TEXT SEGMENT -
* * * * * * *

Consequently, the LCO was exited. The licensee believed
that maintenance performed during January 1994, which
included limit switch adjustment, may have altered the
baseline for this valve and that this would account for the
slower stroke time. The licensee indicated that they would
perform weekly stroke tests to confirm that the valve was
not degrading. The inspectors observed various portions of
the licensee's troubleshooting efforts including two of the
MPM stroke tests. The inspectors concluded that the
licensee's actions were acceptable.
b.
Surveillance activities were conducted with approved procedures
and in accordance with site directives. The inspectors reviewed
surveillance performance, as well as system alignments and
restorations. The inspector assessed the licensee's disposition
of discrepancies which were identified during the surveillance,
The following surveillance activities were observed or reviewed in
whole or in part:
(1) Control Rod Movement, PT/O/A/600/15
The inspectors witnessed performance of Unit 1 Control Rod
Drive (CRD) movement on October 6, 1994. The purpose of the
procedure was to test CRD operation under actual operating
conditions by moving each rod group a minimum of 2.5 percent
of full travel.

* * * * * * *

LISTING -
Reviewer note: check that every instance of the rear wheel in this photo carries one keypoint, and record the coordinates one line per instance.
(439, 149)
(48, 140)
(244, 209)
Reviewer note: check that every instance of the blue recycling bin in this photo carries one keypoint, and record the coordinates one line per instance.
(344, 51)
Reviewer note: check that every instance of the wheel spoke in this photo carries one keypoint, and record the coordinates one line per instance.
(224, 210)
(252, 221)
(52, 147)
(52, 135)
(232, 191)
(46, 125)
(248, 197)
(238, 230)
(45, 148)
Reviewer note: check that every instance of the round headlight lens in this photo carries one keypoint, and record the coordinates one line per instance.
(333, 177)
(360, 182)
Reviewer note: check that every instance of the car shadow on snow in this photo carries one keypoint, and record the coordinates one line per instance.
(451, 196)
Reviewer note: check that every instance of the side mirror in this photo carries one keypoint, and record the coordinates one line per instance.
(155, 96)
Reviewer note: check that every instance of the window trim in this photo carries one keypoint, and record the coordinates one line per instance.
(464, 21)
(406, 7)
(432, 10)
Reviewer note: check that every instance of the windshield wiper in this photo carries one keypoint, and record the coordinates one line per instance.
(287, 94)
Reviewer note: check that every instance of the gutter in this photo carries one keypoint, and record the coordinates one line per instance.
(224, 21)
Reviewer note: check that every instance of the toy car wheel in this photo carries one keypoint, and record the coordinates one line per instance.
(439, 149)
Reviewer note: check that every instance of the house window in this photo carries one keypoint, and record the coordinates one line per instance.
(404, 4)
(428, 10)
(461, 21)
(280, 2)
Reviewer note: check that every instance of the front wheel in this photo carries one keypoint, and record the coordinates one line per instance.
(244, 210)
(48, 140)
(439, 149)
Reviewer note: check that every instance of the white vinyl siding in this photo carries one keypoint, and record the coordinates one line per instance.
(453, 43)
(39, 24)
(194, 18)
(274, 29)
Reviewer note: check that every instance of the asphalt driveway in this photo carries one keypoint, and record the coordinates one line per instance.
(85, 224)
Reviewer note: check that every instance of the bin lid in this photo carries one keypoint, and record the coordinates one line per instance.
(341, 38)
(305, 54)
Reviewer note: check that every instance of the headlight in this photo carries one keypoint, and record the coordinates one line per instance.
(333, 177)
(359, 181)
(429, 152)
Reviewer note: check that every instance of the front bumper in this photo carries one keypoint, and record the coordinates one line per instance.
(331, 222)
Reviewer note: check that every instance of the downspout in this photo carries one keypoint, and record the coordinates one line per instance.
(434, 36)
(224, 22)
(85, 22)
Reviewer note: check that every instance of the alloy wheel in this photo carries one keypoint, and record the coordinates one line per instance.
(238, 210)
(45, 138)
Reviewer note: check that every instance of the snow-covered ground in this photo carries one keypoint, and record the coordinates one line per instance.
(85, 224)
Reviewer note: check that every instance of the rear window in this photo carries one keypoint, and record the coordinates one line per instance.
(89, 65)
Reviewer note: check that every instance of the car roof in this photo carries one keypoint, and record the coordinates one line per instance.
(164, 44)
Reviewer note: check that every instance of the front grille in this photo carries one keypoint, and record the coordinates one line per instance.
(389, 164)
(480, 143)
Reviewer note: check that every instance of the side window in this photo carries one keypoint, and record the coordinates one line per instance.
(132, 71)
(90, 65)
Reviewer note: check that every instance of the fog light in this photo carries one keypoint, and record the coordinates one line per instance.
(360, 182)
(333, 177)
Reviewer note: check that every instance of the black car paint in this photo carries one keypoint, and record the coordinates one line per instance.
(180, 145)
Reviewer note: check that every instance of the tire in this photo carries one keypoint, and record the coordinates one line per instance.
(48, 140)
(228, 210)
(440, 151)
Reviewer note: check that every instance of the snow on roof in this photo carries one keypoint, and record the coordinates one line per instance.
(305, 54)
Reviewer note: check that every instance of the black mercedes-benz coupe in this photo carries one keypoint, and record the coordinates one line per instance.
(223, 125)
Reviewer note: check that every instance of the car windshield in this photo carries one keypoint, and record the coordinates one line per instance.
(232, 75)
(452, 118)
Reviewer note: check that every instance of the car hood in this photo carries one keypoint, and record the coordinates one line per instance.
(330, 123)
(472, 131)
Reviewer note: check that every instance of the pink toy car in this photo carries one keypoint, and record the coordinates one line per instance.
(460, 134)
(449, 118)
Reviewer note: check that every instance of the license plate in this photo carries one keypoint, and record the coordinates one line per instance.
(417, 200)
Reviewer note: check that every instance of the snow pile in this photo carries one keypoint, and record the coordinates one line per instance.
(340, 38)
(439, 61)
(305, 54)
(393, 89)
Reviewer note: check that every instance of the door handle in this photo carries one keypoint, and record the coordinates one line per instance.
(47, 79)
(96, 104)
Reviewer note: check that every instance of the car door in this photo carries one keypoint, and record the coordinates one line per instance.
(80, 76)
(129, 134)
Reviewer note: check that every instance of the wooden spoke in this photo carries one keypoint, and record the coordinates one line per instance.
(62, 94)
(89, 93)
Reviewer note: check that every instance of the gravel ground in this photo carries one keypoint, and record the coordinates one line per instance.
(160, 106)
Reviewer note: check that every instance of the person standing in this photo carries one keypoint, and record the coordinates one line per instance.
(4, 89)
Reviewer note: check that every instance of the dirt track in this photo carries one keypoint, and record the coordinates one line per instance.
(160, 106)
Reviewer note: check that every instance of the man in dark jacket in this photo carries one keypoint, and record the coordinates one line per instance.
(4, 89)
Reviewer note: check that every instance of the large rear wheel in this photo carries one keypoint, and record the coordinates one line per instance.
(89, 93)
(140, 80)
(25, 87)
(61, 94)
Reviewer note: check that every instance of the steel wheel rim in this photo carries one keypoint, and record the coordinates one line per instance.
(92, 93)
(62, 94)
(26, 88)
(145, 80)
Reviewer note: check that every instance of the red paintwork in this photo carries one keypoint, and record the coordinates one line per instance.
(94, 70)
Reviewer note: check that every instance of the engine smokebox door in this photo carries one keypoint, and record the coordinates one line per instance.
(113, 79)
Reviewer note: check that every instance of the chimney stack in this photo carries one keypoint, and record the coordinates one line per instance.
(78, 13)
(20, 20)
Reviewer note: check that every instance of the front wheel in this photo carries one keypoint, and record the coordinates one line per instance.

* * * * * * *

WORK TO BE COMPLETED -
Continue the inspection report passage on the plant's surveillance activities, starting after its last sentence.

REPLY -
This test met the monthly surveillance
requirements as specified in Technical Specification 4.1.2.
The operators performed the rod movements per the procedure
and were cognizant of plant operating status during the
test. The activity was determined to be performed to
acceptable standards.
(2) Reactor Building Spray Pump Test, PT/1//A/0204/07
Portions of the reactor building spray pump test were
witnessed by the inspectors on September 27, 1994. The
quarterly test was necessary to satisfy TS 3.3.2, 3.3.6,
4.0.4. and 4.5.2, as well as Subsections IWP and IWV of
Section XI to the ASME Code. The performance test
demonstrates operability of the system. During testing of
the 1B Pump, high vibration was detected and determined to
be in the alert range. The pump was determined to be
operable, but the testing frequency was changed and the test
will be performed at 2 times the normal frequency.
As each pump was taken out of service, the appropriate
Limiting Condition for Operation was' entered as required per
step 6.1 of the test procedure. The conduct of testing was
viewed by the inspectors as a strength.
9
(3) Control Room Pressurization Test, PT/1&2/A/0170/03
The inspectors observed portions of this performance test
conducted on October 26, 1994. This test implements the
surveillance requirements .of Technical Specification 4.12.1.
The inspectors verified that the procedural acceptance
criteria was met.
(4) Unit 2 Main Feeder Bus 2 Lockout Test, TT/2/A/610/14
The inspectors observed portions of this temporary test
procedure conducted on October 26, 1994. This test
procedure verified that the Unit 2 Main Feeder Bus 2 lockout
relays operated properly. This test had not been performed
on Unit 2 prior to its performance on October 26, 1994.
During performance of the test, the startup breaker (E2)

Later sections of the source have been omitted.